_Exercise aim_: Copy the records word for word, starting at their first line and ending with the line that contains "320,226 -> 364,413", including that line. Leave out any pictures.

── Dataset content

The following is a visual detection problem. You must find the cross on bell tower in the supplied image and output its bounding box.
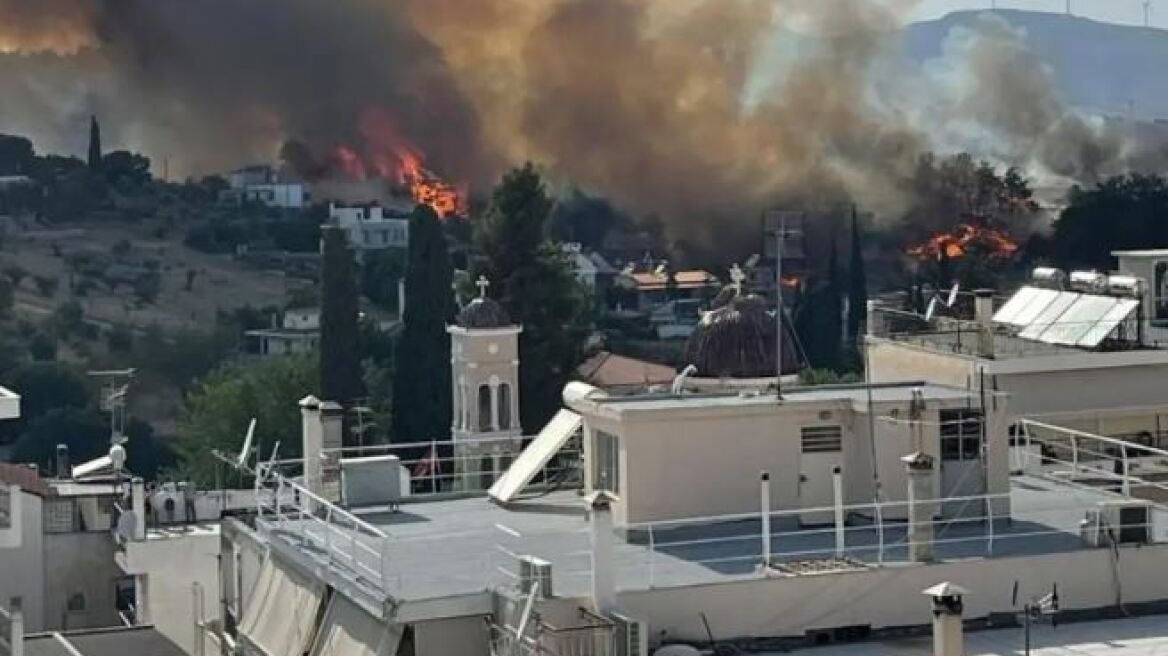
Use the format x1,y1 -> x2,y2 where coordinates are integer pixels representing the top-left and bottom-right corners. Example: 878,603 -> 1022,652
446,275 -> 523,490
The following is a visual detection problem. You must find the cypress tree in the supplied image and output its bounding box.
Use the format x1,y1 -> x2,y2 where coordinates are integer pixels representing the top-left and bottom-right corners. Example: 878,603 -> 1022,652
394,205 -> 454,442
89,116 -> 102,173
848,205 -> 868,347
320,226 -> 364,413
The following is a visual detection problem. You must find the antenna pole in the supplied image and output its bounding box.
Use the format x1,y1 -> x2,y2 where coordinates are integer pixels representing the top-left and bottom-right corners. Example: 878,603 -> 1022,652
774,214 -> 787,398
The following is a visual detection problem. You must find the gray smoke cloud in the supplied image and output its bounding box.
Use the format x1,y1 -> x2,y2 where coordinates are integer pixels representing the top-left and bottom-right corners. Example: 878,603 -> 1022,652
0,0 -> 1159,250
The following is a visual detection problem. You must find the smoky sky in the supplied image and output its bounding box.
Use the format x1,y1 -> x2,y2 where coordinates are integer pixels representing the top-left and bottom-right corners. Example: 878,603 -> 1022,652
0,0 -> 1157,253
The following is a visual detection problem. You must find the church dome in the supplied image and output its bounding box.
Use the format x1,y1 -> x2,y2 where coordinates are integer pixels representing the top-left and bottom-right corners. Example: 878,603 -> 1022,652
686,289 -> 800,378
458,296 -> 512,328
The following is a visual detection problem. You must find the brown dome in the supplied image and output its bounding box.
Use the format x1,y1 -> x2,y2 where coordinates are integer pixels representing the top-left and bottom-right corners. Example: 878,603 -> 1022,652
686,294 -> 800,378
458,296 -> 512,328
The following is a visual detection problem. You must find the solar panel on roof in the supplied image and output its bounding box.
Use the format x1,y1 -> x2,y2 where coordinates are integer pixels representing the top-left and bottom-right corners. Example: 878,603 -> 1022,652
994,286 -> 1043,326
1018,292 -> 1082,340
1078,299 -> 1140,348
994,287 -> 1059,328
1038,294 -> 1120,346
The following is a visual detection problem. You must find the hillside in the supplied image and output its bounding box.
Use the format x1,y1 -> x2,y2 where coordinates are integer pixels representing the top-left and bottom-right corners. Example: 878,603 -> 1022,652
904,9 -> 1168,120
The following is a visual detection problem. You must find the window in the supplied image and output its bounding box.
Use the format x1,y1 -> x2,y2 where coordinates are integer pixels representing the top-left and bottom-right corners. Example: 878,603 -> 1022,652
65,592 -> 85,613
499,383 -> 510,431
800,426 -> 843,453
592,431 -> 620,494
479,385 -> 491,432
940,410 -> 981,461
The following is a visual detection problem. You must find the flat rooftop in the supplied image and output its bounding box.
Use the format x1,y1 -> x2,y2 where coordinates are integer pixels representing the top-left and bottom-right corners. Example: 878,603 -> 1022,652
259,469 -> 1168,601
592,382 -> 969,412
780,615 -> 1168,656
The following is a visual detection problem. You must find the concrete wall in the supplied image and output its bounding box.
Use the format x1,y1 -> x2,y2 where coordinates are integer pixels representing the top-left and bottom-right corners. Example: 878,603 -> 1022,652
125,529 -> 220,654
44,531 -> 121,629
865,339 -> 974,388
619,545 -> 1168,641
0,491 -> 44,633
412,616 -> 491,656
574,392 -> 1009,526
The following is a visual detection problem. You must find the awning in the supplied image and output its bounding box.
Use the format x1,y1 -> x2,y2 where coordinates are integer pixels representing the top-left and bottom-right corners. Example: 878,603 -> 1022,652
310,592 -> 403,656
239,552 -> 325,656
487,410 -> 584,503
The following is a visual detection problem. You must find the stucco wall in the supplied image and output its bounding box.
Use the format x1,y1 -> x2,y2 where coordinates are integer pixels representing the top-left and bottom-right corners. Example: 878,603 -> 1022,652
0,493 -> 44,631
619,545 -> 1168,641
44,531 -> 121,629
126,530 -> 220,654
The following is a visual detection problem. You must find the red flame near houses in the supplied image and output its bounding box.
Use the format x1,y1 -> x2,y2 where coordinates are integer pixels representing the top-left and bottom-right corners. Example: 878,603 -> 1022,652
906,223 -> 1018,259
333,109 -> 466,218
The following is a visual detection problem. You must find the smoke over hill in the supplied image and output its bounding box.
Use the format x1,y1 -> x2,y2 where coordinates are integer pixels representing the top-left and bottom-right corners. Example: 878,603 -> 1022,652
0,0 -> 1155,249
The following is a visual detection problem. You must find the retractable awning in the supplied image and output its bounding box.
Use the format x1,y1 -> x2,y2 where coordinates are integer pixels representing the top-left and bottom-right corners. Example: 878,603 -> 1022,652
310,592 -> 403,656
239,552 -> 325,656
487,410 -> 584,503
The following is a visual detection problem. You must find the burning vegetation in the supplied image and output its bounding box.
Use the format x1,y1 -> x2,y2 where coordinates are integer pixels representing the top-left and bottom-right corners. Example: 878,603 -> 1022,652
906,223 -> 1018,260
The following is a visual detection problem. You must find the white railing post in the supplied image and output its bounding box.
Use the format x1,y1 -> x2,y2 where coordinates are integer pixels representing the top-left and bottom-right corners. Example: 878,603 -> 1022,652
758,472 -> 771,572
649,524 -> 656,589
986,495 -> 994,556
429,439 -> 439,494
1119,445 -> 1132,496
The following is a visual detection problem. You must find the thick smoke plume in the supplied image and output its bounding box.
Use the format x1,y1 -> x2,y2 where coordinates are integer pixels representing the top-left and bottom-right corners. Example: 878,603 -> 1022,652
0,0 -> 1163,247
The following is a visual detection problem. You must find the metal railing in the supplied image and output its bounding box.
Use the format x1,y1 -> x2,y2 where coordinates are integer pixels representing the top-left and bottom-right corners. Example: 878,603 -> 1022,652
621,484 -> 1163,588
1014,419 -> 1168,502
317,435 -> 584,497
256,465 -> 392,592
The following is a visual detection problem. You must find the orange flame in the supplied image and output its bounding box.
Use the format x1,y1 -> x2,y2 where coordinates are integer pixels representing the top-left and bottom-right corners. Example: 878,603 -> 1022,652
333,109 -> 466,218
906,223 -> 1018,259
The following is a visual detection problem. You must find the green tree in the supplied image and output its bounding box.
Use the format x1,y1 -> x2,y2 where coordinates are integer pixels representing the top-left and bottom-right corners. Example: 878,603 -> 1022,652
89,117 -> 102,173
175,355 -> 320,483
477,162 -> 589,431
848,207 -> 868,348
320,226 -> 364,406
392,205 -> 454,442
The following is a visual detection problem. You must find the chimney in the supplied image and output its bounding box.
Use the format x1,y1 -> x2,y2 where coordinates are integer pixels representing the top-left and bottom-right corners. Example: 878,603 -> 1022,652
313,400 -> 345,503
901,451 -> 936,563
8,596 -> 25,656
920,581 -> 969,656
584,490 -> 617,613
300,395 -> 325,509
973,289 -> 994,358
130,476 -> 146,540
57,445 -> 72,481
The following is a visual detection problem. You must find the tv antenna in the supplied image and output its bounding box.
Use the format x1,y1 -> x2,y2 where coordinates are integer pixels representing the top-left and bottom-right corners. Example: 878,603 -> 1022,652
1010,581 -> 1058,656
89,368 -> 138,445
764,211 -> 802,398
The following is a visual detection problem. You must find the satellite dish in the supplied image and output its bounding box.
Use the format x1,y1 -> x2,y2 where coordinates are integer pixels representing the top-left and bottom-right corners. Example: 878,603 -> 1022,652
110,445 -> 126,472
235,417 -> 256,468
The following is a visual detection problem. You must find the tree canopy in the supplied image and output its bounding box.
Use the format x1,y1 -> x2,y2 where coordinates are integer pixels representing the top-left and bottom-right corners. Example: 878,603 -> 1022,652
175,355 -> 320,483
394,205 -> 454,442
477,162 -> 589,431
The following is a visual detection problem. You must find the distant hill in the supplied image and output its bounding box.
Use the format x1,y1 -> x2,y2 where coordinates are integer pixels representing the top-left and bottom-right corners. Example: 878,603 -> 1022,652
904,9 -> 1168,120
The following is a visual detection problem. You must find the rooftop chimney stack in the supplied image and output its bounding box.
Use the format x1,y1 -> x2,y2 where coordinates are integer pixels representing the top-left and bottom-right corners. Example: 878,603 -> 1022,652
300,395 -> 325,508
973,289 -> 994,360
56,445 -> 72,480
920,581 -> 969,656
901,451 -> 937,563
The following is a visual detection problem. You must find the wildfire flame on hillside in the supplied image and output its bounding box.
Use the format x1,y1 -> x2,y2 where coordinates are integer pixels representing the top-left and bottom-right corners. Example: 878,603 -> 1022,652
333,110 -> 466,218
906,223 -> 1018,259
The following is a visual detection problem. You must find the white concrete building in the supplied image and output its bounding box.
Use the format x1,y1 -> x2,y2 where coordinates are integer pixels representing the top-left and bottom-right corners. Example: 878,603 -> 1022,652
328,203 -> 412,259
244,307 -> 320,357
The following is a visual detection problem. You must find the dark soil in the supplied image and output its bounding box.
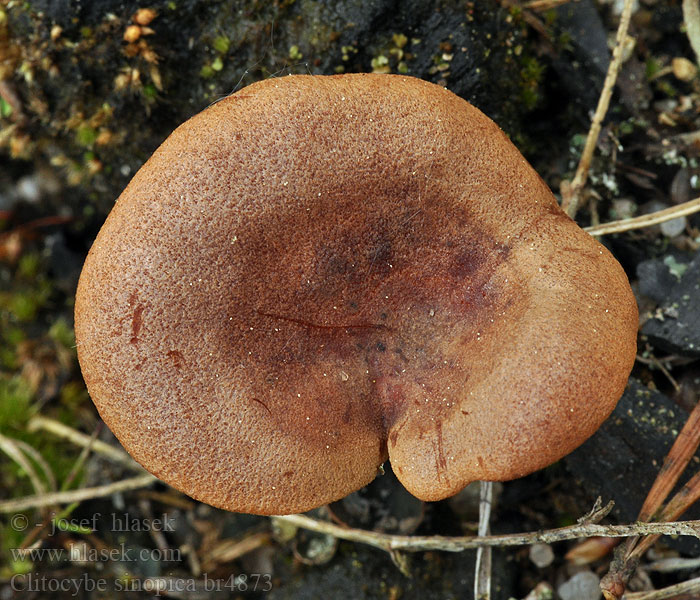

────

_Answer to this task_:
The following is a visual detection problem. You must find the cross on bell tower in the supplied image and output its bounding box.
Use the format x1,y1 -> x2,y2 where coordinates are integer pixels representing the top-left and bottom-right corners. Example: 878,603 -> 1022,652
446,275 -> 523,490
The following is a visual detection problem. You must find the cypress tree in the supplied image and output its bounding box.
Use the format x1,y1 -> x2,y2 where coordinates are integer pixels representing the top-left and bottom-right corners. Example: 878,603 -> 1022,652
394,205 -> 454,442
89,116 -> 102,173
848,205 -> 868,347
320,226 -> 364,413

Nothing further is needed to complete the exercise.